## What the exercise asks
Your task is to return the span of lines beginning at the one with "of the building" and ending at the last line of the data, exactly as it stands.
○ ○ ○ ○ ○ ○ ○
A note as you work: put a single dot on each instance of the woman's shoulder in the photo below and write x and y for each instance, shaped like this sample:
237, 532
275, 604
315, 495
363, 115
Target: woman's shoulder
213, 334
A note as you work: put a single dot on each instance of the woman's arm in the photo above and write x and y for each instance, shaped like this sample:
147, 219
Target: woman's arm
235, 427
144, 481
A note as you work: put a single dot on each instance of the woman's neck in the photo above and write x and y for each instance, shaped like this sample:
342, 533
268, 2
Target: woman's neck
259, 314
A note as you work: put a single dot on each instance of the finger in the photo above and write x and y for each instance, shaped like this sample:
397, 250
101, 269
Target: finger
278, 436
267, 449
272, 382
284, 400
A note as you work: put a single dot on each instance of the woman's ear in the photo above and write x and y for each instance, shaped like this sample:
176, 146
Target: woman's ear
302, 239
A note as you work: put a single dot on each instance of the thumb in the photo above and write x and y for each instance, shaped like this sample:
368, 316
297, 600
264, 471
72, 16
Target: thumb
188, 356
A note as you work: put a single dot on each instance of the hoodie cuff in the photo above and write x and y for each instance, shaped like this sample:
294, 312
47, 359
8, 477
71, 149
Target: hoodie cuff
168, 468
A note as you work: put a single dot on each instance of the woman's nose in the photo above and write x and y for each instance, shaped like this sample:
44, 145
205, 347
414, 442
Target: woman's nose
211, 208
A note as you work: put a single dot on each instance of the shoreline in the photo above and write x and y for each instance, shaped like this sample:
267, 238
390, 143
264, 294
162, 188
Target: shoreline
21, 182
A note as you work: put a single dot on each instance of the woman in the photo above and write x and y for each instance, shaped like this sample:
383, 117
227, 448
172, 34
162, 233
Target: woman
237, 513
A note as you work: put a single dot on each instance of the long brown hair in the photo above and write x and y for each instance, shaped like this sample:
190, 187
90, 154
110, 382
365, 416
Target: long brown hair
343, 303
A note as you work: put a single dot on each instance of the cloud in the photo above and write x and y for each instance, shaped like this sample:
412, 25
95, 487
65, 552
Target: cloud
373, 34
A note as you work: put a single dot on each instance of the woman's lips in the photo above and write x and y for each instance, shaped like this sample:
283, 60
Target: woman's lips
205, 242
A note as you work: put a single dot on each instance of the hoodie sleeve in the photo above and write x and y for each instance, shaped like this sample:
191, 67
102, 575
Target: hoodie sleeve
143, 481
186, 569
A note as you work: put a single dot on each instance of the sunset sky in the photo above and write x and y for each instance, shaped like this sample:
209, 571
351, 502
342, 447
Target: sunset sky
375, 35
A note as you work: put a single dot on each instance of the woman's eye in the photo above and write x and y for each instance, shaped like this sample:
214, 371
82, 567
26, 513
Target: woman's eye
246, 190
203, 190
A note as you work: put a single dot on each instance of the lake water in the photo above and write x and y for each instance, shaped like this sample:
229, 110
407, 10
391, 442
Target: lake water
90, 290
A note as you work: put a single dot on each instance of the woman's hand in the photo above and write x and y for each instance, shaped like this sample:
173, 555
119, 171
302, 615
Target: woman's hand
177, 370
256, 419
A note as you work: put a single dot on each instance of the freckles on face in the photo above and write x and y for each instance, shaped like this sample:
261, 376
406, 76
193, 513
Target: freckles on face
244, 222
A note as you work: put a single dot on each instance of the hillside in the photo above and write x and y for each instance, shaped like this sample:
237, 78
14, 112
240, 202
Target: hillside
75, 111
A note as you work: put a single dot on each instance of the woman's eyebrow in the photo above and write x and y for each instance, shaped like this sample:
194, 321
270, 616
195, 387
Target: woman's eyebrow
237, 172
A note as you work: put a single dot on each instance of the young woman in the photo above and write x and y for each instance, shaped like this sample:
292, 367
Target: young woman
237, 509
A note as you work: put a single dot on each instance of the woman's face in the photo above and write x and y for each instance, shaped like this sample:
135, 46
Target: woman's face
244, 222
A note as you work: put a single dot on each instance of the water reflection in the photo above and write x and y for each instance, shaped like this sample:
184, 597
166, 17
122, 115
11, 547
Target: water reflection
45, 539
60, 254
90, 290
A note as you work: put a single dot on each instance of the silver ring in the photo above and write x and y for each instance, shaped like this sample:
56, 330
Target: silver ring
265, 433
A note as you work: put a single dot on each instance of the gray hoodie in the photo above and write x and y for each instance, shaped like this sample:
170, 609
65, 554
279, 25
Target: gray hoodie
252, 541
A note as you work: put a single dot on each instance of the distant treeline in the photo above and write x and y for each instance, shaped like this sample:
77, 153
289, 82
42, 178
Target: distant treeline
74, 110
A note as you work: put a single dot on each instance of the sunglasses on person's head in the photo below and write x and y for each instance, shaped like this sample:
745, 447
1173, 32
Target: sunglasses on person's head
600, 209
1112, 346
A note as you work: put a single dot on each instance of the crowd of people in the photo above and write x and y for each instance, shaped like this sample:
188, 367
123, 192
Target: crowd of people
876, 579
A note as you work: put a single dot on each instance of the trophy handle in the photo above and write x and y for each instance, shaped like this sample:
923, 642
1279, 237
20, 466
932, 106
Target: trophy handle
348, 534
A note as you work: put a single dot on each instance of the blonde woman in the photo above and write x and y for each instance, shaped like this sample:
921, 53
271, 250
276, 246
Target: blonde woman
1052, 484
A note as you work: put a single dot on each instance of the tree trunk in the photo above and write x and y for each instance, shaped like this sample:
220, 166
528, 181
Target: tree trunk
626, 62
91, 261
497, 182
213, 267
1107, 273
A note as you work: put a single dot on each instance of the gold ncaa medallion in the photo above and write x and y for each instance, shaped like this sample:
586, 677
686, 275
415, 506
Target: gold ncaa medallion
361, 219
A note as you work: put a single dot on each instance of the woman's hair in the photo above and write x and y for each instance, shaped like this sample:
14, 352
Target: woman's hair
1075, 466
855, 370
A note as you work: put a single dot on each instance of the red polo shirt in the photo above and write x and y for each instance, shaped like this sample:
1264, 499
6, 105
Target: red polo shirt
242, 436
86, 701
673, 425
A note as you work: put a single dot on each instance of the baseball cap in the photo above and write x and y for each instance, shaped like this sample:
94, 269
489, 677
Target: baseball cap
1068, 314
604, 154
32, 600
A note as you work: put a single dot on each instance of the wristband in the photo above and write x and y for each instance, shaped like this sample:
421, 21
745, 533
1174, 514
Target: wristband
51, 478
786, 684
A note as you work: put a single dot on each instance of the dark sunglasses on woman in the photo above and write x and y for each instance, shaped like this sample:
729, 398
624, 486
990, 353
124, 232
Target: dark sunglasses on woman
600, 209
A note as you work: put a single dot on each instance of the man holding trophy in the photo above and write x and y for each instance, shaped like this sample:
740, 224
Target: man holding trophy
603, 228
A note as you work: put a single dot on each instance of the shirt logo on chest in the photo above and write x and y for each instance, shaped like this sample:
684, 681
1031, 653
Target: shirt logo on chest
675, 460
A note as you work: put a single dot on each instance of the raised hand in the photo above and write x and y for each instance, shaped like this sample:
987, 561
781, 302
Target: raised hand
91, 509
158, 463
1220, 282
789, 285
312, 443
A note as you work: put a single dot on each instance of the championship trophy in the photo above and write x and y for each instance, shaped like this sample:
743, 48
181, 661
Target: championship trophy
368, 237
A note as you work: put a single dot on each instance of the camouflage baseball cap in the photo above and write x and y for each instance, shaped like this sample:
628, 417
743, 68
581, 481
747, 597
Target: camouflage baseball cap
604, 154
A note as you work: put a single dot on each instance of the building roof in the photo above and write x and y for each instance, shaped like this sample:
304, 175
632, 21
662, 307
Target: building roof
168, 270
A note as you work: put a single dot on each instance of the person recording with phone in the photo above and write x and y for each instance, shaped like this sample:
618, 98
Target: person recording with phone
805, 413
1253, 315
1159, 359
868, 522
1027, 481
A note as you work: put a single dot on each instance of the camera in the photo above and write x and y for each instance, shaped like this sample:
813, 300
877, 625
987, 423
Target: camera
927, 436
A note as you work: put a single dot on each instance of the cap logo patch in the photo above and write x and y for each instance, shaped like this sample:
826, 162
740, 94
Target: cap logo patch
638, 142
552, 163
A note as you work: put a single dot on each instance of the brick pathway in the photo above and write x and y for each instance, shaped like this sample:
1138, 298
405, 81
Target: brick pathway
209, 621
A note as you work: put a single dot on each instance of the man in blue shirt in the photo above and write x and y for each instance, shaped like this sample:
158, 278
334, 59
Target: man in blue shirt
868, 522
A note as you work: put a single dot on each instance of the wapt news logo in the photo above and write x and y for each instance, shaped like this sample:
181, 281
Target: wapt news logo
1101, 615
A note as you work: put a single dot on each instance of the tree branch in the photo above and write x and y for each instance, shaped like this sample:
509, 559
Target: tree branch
○ ○ ○ ○ ○ ○ ○
## Full solution
A note as you work: put a single dot on each instance of the building roof in the photo above and write x and y for each instance, shaped like this sample:
304, 175
632, 21
662, 307
Target: building roof
168, 270
A note as you work: put a single dot on each instance of the person recording with phone in the photo above and write x and y for each instance, shaped like this sample:
618, 98
Target: person recording with phone
805, 413
1253, 315
1159, 359
868, 522
1027, 481
A note as you work: put a single dot on each instance of the camera in the photo above and write x and y for each instance, shaped like this sample:
813, 300
877, 625
987, 423
Target: camera
927, 436
A note as you work: put a single dot on each instance of the cap logo patch in the photo above and write x and y for each instance, shaped like this sample:
826, 162
740, 94
Target: cap logo patch
638, 142
552, 163
A note as you work: put a single dot on each instance of the brick pathway in the photo above and write x and y for each instance, shaped like this sample:
1138, 298
405, 81
Target: brick pathway
209, 621
A note as you work: put a single dot on each instance of the man in blue shirt in the photo above and write x and y for each instance, shaped like this sample:
158, 278
334, 59
Target: man in blue shirt
868, 522
A note as you work: put a single dot on each instance of the wapt news logo in the photo above and write x and y for each instance, shaped like this sample:
181, 281
Target: wapt news logo
1101, 615
A note as you work: put a single dot on each instance of the tree branch in the photo above and write x and y for each instance, shaped like this sample:
509, 559
Target: tree branch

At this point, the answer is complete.